▸ **Exercise materials**:
((
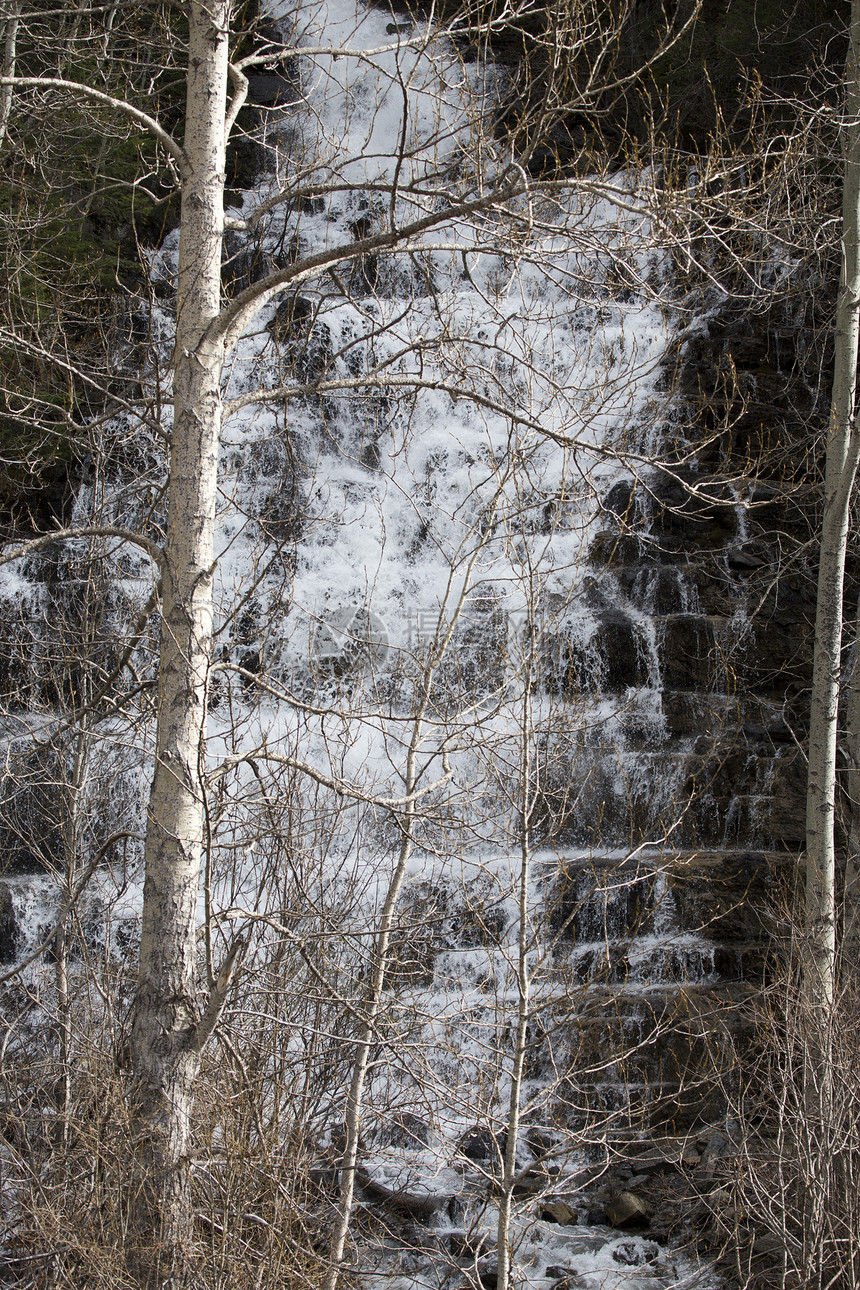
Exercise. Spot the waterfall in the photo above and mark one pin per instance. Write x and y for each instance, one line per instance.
(441, 477)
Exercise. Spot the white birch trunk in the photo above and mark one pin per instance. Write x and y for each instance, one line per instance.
(165, 1044)
(842, 454)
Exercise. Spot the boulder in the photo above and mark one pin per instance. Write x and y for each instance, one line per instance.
(628, 1210)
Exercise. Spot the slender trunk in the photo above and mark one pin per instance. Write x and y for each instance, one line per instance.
(9, 48)
(71, 846)
(842, 456)
(850, 943)
(524, 995)
(165, 1051)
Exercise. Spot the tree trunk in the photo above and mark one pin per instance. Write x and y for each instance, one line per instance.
(842, 456)
(165, 1050)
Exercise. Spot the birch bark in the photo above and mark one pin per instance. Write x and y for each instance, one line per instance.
(165, 1044)
(842, 457)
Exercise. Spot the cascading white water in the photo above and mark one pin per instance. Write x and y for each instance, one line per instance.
(426, 443)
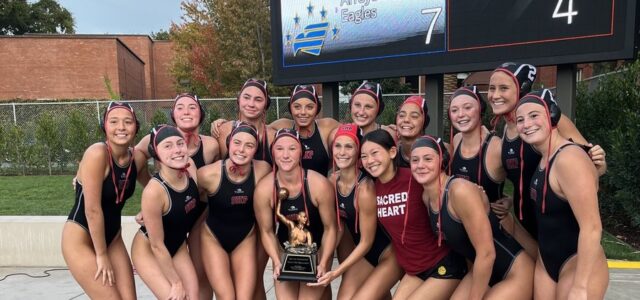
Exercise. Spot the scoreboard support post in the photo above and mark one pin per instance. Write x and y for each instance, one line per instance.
(434, 94)
(330, 97)
(566, 90)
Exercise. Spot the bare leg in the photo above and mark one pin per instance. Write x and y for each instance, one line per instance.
(243, 264)
(217, 266)
(78, 253)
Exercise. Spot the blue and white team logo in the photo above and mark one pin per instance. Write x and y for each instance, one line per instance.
(312, 37)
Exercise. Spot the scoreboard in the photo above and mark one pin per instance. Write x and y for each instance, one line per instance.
(338, 40)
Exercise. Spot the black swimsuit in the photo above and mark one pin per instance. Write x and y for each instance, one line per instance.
(455, 235)
(315, 155)
(558, 229)
(290, 209)
(511, 163)
(181, 216)
(347, 210)
(198, 157)
(231, 217)
(111, 210)
(467, 168)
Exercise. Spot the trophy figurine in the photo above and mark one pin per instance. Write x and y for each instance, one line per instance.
(300, 252)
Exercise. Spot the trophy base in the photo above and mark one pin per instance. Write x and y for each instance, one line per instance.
(298, 267)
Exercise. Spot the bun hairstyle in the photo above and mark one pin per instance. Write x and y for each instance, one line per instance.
(260, 84)
(117, 104)
(157, 135)
(545, 98)
(194, 98)
(374, 90)
(241, 126)
(522, 74)
(305, 92)
(422, 104)
(443, 156)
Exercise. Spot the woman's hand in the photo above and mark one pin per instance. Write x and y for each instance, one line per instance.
(215, 127)
(325, 279)
(105, 270)
(139, 219)
(502, 207)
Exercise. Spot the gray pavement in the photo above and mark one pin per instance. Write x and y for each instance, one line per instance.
(59, 284)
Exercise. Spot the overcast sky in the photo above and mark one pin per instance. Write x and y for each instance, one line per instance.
(122, 16)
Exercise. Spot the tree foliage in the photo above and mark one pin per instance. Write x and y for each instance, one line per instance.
(221, 44)
(45, 16)
(609, 115)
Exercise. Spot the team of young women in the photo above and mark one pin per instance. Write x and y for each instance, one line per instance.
(393, 204)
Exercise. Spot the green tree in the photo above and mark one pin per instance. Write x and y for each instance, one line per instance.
(608, 115)
(18, 152)
(45, 16)
(49, 138)
(77, 137)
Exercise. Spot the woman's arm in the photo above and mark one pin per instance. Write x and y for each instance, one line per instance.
(466, 202)
(91, 173)
(322, 191)
(264, 217)
(582, 194)
(154, 203)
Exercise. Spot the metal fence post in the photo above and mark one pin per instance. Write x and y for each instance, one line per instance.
(15, 122)
(98, 110)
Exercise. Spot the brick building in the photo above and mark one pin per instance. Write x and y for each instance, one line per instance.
(78, 66)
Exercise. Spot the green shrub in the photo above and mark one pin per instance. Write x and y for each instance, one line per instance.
(608, 115)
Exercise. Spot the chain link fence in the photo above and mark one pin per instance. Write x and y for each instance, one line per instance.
(50, 138)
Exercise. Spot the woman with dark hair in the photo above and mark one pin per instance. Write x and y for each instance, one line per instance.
(308, 192)
(432, 272)
(92, 243)
(476, 151)
(367, 261)
(411, 121)
(572, 263)
(460, 216)
(188, 114)
(253, 102)
(508, 83)
(229, 239)
(159, 250)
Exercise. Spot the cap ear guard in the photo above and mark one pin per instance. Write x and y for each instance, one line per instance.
(524, 75)
(436, 144)
(117, 104)
(195, 98)
(545, 98)
(372, 89)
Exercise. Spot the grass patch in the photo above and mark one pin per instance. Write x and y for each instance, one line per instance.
(617, 249)
(46, 196)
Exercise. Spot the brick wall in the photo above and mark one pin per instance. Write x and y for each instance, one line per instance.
(57, 68)
(164, 83)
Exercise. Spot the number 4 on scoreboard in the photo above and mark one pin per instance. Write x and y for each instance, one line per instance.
(436, 13)
(568, 14)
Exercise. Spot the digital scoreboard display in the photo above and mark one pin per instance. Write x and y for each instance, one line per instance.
(339, 40)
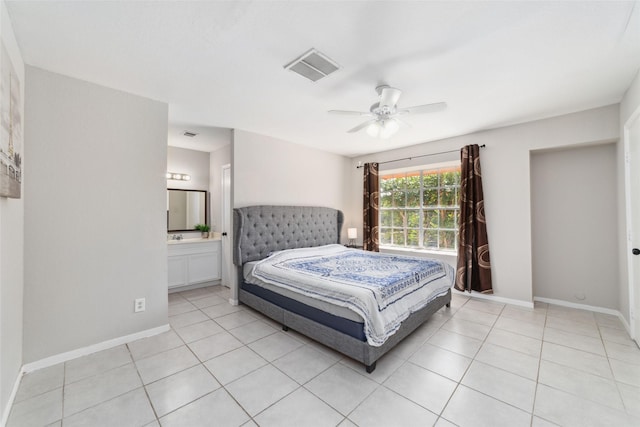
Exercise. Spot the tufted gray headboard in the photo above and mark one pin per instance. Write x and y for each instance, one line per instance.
(260, 230)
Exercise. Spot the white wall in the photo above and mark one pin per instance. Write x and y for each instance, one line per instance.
(574, 225)
(506, 179)
(11, 251)
(95, 226)
(218, 159)
(192, 162)
(275, 172)
(628, 107)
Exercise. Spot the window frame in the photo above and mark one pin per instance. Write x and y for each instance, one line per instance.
(422, 210)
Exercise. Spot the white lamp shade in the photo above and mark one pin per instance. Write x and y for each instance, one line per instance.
(352, 233)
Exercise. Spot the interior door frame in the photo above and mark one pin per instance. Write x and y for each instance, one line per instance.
(226, 240)
(629, 226)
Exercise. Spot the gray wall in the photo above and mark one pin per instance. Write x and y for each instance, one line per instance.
(95, 224)
(506, 180)
(11, 250)
(628, 107)
(574, 225)
(218, 159)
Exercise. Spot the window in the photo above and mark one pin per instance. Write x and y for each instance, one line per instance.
(419, 209)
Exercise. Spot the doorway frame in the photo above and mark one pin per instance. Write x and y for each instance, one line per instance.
(629, 226)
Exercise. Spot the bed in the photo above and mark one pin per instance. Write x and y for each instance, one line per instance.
(264, 232)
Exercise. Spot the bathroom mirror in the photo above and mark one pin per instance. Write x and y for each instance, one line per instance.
(185, 209)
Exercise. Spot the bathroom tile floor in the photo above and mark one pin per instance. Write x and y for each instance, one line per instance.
(477, 363)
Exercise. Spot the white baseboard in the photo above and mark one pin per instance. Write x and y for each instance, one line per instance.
(12, 397)
(495, 298)
(63, 357)
(588, 308)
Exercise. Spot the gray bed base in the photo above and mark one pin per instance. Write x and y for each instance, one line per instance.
(259, 230)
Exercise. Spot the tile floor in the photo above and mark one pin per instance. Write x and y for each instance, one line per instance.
(475, 364)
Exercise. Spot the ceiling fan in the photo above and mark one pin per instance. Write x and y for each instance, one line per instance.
(384, 114)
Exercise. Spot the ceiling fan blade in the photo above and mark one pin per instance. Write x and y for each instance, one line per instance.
(389, 96)
(402, 122)
(350, 113)
(421, 109)
(361, 126)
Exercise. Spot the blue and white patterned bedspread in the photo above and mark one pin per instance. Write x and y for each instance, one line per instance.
(383, 289)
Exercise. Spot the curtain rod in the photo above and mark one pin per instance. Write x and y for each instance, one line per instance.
(415, 157)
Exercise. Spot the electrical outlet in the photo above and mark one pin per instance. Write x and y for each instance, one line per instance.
(139, 305)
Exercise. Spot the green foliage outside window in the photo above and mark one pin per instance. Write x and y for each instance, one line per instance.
(420, 209)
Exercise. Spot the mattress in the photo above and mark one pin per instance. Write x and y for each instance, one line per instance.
(333, 309)
(383, 290)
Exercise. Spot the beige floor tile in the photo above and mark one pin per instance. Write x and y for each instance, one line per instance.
(502, 385)
(215, 345)
(40, 381)
(215, 409)
(128, 410)
(252, 392)
(230, 366)
(170, 393)
(509, 360)
(385, 408)
(441, 361)
(584, 385)
(45, 408)
(468, 407)
(96, 363)
(164, 364)
(146, 347)
(421, 386)
(94, 390)
(304, 363)
(456, 343)
(341, 387)
(300, 408)
(566, 409)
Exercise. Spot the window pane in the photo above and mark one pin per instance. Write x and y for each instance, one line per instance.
(387, 184)
(386, 200)
(430, 179)
(399, 199)
(398, 238)
(398, 218)
(385, 218)
(450, 177)
(447, 218)
(431, 197)
(413, 219)
(413, 237)
(431, 219)
(413, 199)
(413, 181)
(447, 239)
(431, 239)
(385, 236)
(448, 197)
(420, 209)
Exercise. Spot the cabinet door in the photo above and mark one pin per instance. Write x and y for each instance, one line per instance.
(204, 267)
(177, 266)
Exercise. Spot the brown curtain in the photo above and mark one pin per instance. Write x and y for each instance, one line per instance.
(474, 267)
(371, 193)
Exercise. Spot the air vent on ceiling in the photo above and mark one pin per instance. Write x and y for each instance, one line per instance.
(313, 65)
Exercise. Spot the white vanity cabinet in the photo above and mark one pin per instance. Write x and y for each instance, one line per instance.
(193, 261)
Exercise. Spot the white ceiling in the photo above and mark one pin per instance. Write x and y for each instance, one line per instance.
(219, 65)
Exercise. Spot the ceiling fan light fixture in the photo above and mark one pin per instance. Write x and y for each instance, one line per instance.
(383, 129)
))
▸ **Assignment**:
Output, unchanged, only the lines from the one that holds "Exercise. Spot the air" through the last line of the material above.

▸ **Written response**:
Exercise. Spot the air vent on ceiling in the photo above and mark one pin per instance. Write x and y for each instance, one line per instance.
(313, 65)
Exercise. Spot the white vanity cabinet in the photo above and mark one pin per instance. Write x and y for each instance, one line per instance.
(193, 261)
Exercise. Spot the white ceiling in the photo above and mark one pin per instance. Write x and y for each instance, one line per instance.
(219, 65)
Exercise. Spot the ceiling fan light fixture in the photo above and mark one pin per instance. Write x and y for each instance, one line per instance.
(383, 129)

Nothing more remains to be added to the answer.